== Exercise brief ==
Rewrite the items below, changing every "Input photograph" to "Input image" and leaving all else unchanged.

== Supplied information ==
□ □ □
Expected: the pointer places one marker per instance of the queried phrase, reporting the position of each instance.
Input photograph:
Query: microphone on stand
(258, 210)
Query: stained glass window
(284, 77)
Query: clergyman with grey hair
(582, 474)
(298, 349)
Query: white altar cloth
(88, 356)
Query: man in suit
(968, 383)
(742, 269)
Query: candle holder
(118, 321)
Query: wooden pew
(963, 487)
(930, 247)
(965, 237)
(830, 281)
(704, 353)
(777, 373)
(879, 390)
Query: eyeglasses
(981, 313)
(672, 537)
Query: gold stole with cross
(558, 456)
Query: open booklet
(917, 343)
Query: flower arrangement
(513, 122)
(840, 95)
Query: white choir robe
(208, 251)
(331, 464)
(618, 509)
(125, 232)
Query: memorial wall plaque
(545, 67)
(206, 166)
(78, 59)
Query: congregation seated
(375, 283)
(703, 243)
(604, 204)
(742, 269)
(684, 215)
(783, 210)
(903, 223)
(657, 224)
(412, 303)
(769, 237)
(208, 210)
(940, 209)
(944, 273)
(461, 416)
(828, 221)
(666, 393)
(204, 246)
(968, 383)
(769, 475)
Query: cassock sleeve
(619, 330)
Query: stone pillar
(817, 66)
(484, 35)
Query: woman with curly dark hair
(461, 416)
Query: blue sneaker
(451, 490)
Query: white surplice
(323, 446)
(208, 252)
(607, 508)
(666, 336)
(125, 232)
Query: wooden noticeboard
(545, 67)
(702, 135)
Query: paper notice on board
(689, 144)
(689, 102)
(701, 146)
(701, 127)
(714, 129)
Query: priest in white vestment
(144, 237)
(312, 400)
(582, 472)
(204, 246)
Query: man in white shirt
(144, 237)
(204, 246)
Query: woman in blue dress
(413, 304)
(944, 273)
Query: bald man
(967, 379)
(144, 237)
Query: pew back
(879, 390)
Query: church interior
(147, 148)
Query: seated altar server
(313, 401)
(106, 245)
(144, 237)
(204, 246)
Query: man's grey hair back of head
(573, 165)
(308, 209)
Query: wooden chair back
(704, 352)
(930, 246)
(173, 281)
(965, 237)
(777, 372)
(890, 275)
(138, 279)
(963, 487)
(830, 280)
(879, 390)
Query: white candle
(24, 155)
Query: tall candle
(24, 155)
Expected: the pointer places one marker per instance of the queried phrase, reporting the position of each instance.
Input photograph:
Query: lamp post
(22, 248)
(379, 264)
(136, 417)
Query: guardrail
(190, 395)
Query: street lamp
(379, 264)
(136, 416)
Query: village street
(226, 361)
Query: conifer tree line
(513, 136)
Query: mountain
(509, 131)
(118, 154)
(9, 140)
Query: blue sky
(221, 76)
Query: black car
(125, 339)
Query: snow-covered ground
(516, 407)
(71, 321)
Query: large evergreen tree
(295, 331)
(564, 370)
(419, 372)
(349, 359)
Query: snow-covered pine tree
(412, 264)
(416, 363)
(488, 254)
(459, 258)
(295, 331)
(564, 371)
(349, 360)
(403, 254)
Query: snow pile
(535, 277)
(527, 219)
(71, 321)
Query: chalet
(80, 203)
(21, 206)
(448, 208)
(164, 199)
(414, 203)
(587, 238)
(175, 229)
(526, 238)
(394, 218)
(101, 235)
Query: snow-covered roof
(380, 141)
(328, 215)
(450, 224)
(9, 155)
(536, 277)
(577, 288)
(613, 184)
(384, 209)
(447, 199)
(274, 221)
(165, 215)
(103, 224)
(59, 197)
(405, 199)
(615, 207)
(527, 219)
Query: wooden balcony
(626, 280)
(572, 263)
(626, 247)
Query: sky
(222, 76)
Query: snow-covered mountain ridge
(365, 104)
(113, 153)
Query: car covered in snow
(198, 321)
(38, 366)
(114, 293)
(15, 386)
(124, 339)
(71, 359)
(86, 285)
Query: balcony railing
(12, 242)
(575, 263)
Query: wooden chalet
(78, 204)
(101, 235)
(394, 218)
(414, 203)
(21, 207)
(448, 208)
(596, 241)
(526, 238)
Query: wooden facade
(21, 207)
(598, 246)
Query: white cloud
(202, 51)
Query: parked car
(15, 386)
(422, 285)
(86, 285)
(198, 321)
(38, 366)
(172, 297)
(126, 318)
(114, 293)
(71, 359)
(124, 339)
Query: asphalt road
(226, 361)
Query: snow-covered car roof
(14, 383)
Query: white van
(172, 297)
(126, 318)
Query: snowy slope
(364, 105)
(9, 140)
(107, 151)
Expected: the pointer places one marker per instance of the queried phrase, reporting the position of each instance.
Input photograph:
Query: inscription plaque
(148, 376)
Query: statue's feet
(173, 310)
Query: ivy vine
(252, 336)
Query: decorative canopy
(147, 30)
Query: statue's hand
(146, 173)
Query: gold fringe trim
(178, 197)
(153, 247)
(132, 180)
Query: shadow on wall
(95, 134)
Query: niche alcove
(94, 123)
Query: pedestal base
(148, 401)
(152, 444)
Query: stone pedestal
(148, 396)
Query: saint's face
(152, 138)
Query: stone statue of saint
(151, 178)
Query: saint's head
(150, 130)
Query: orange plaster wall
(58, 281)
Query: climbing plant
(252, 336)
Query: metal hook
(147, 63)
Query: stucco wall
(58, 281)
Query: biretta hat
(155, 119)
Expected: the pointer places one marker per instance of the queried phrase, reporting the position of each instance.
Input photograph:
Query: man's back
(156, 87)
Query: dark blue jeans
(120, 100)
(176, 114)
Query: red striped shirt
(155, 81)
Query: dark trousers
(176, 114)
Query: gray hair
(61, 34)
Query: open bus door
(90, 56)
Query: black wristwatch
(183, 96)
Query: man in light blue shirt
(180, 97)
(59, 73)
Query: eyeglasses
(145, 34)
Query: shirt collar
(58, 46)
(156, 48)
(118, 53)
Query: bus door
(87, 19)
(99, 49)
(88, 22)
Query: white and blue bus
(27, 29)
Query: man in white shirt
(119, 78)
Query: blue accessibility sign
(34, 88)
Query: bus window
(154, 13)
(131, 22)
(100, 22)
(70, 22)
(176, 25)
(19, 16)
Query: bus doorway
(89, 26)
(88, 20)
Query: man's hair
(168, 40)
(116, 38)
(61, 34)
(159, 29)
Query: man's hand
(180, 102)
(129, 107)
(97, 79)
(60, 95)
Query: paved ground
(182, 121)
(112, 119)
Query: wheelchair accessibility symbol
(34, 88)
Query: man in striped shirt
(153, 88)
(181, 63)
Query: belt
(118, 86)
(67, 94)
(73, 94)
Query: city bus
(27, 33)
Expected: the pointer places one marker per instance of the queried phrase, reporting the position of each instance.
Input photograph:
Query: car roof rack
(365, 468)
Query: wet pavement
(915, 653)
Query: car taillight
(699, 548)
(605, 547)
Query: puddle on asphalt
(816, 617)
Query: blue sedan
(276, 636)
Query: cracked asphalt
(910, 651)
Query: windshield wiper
□ □ □
== The completed task ==
Expected: the pointer places one marker per instance of the queried phrase, reporting the position of each instance.
Input image:
Query: microphone on stand
(258, 210)
Query: stained glass window
(284, 77)
Query: clergyman with grey hair
(582, 474)
(298, 349)
Query: white altar cloth
(88, 356)
Query: man in suit
(968, 383)
(742, 269)
Query: candle holder
(118, 321)
Query: wooden pew
(963, 487)
(930, 247)
(965, 237)
(830, 281)
(704, 353)
(777, 373)
(879, 390)
Query: eyeglasses
(981, 313)
(672, 537)
Query: gold stole with cross
(558, 456)
Query: open booklet
(917, 343)
Query: flower arrangement
(513, 122)
(840, 95)
Query: white choir robe
(208, 251)
(331, 464)
(618, 509)
(125, 232)
Query: memorial wall plaque
(545, 67)
(206, 166)
(78, 59)
Query: congregation seated
(375, 283)
(703, 243)
(604, 204)
(742, 269)
(684, 215)
(783, 210)
(903, 223)
(657, 224)
(412, 303)
(769, 237)
(208, 210)
(940, 209)
(944, 273)
(461, 416)
(828, 221)
(666, 393)
(204, 246)
(968, 383)
(769, 475)
Query: cassock sleeve
(619, 330)
Query: stone pillar
(817, 66)
(484, 35)
Query: woman with curly dark hair
(461, 416)
Query: blue sneaker
(451, 490)
Query: white surplice
(323, 446)
(208, 252)
(607, 508)
(666, 336)
(125, 232)
Query: wooden noticeboard
(545, 67)
(702, 135)
Query: paper notice on board
(689, 144)
(689, 102)
(701, 146)
(701, 127)
(714, 129)
Query: priest in white vestment
(144, 237)
(312, 400)
(582, 472)
(204, 246)
Query: man in white shirt
(144, 237)
(204, 246)
Query: woman in blue dress
(413, 304)
(944, 273)
Query: bald man
(967, 379)
(144, 237)
Query: pew back
(879, 390)
Query: church interior
(147, 148)
Query: seated altar server
(313, 401)
(106, 245)
(144, 237)
(204, 246)
Query: man's grey hair back of head
(573, 165)
(308, 209)
Query: wooden chair back
(704, 352)
(930, 246)
(173, 281)
(965, 237)
(777, 372)
(890, 275)
(138, 279)
(963, 487)
(830, 280)
(879, 390)
Query: white candle
(24, 155)
Query: tall candle
(24, 155)
Expected: the pointer places one marker per instance of the queried phrase, reporting the position of each instance.
Input image:
Query: lamp post
(22, 248)
(379, 264)
(136, 417)
Query: guardrail
(190, 395)
Query: street lamp
(379, 264)
(136, 416)
Query: village street
(226, 361)
Query: conifer tree line
(513, 136)
Query: mountain
(509, 131)
(118, 154)
(9, 140)
Query: blue sky
(221, 76)
Query: black car
(125, 339)
Query: snow-covered ground
(516, 407)
(71, 321)
Query: large evergreen tree
(295, 331)
(564, 370)
(419, 372)
(349, 359)
Query: snow-covered pine tree
(412, 264)
(416, 363)
(488, 254)
(459, 258)
(295, 331)
(564, 371)
(349, 360)
(403, 254)
Query: snow pile
(535, 277)
(527, 219)
(71, 321)
Query: chalet
(80, 203)
(21, 206)
(448, 208)
(164, 199)
(414, 203)
(587, 238)
(175, 229)
(526, 238)
(394, 218)
(101, 235)
Query: snow-covered roof
(380, 141)
(328, 215)
(450, 224)
(9, 155)
(536, 277)
(577, 288)
(613, 184)
(384, 209)
(447, 199)
(274, 221)
(165, 215)
(103, 224)
(59, 197)
(405, 199)
(615, 207)
(527, 219)
Query: wooden balcony
(626, 280)
(572, 263)
(626, 247)
Query: sky
(222, 76)
Query: snow-covered mountain ridge
(365, 104)
(113, 153)
Query: car covered in snow
(198, 321)
(38, 366)
(114, 293)
(15, 386)
(124, 339)
(71, 359)
(86, 285)
Query: balcony railing
(12, 242)
(575, 263)
Query: wooden chalet
(78, 204)
(101, 235)
(394, 218)
(414, 203)
(21, 207)
(448, 208)
(596, 241)
(526, 238)
Query: wooden facade
(21, 207)
(598, 246)
Query: white cloud
(202, 51)
Query: parked car
(15, 386)
(422, 285)
(86, 285)
(198, 321)
(38, 366)
(172, 297)
(126, 318)
(114, 293)
(71, 359)
(124, 339)
Query: asphalt road
(226, 361)
Query: snow-covered car roof
(14, 383)
Query: white van
(172, 297)
(126, 318)
Query: snowy slope
(364, 105)
(9, 140)
(107, 151)
Expected: the pointer places one marker per instance of the queried phrase, reporting the position of each instance.
Input image:
Query: inscription plaque
(148, 376)
Query: statue's feet
(173, 310)
Query: ivy vine
(252, 336)
Query: decorative canopy
(147, 30)
Query: statue's hand
(146, 173)
Query: gold fringe trim
(178, 197)
(153, 247)
(132, 180)
Query: shadow on wall
(95, 134)
Query: niche alcove
(94, 123)
Query: pedestal base
(148, 401)
(152, 444)
Query: stone pedestal
(148, 396)
Query: saint's face
(152, 138)
Query: stone statue of saint
(151, 178)
Query: saint's head
(150, 130)
Query: orange plaster wall
(58, 281)
Query: climbing plant
(252, 336)
Query: metal hook
(147, 63)
Query: stucco wall
(58, 281)
Query: biretta hat
(155, 119)
Expected: the pointer places one marker per instance of the queried phrase, reporting the position of each instance.
Input image:
Query: man's back
(156, 87)
Query: dark blue jeans
(120, 100)
(176, 114)
Query: red striped shirt
(155, 81)
Query: dark trousers
(176, 114)
Query: gray hair
(61, 34)
Query: open bus door
(90, 56)
Query: black wristwatch
(183, 96)
Query: man in light blue shirt
(180, 97)
(59, 73)
Query: eyeglasses
(145, 34)
Query: shirt collar
(58, 46)
(156, 48)
(118, 53)
Query: bus door
(87, 19)
(99, 49)
(88, 22)
Query: white and blue bus
(27, 29)
Query: man in white shirt
(119, 78)
Query: blue accessibility sign
(34, 88)
Query: bus window
(154, 13)
(131, 22)
(100, 22)
(70, 22)
(176, 25)
(19, 16)
Query: bus doorway
(89, 26)
(88, 20)
Query: man's hair
(168, 40)
(116, 38)
(61, 34)
(159, 29)
Query: man's hand
(180, 102)
(129, 107)
(97, 79)
(60, 95)
Query: paved ground
(182, 121)
(112, 119)
Query: wheelchair accessibility symbol
(34, 88)
Query: man in striped shirt
(153, 88)
(181, 63)
Query: belt
(118, 86)
(67, 94)
(73, 94)
Query: city bus
(27, 33)
Expected: the pointer places one marker per instance of the queried phrase, reporting the position of each instance.
Input image:
Query: car roof rack
(365, 468)
Query: wet pavement
(915, 653)
Query: car taillight
(699, 548)
(605, 547)
Query: puddle on asphalt
(816, 617)
Query: blue sedan
(276, 636)
Query: cracked asphalt
(910, 651)
Query: windshield wiper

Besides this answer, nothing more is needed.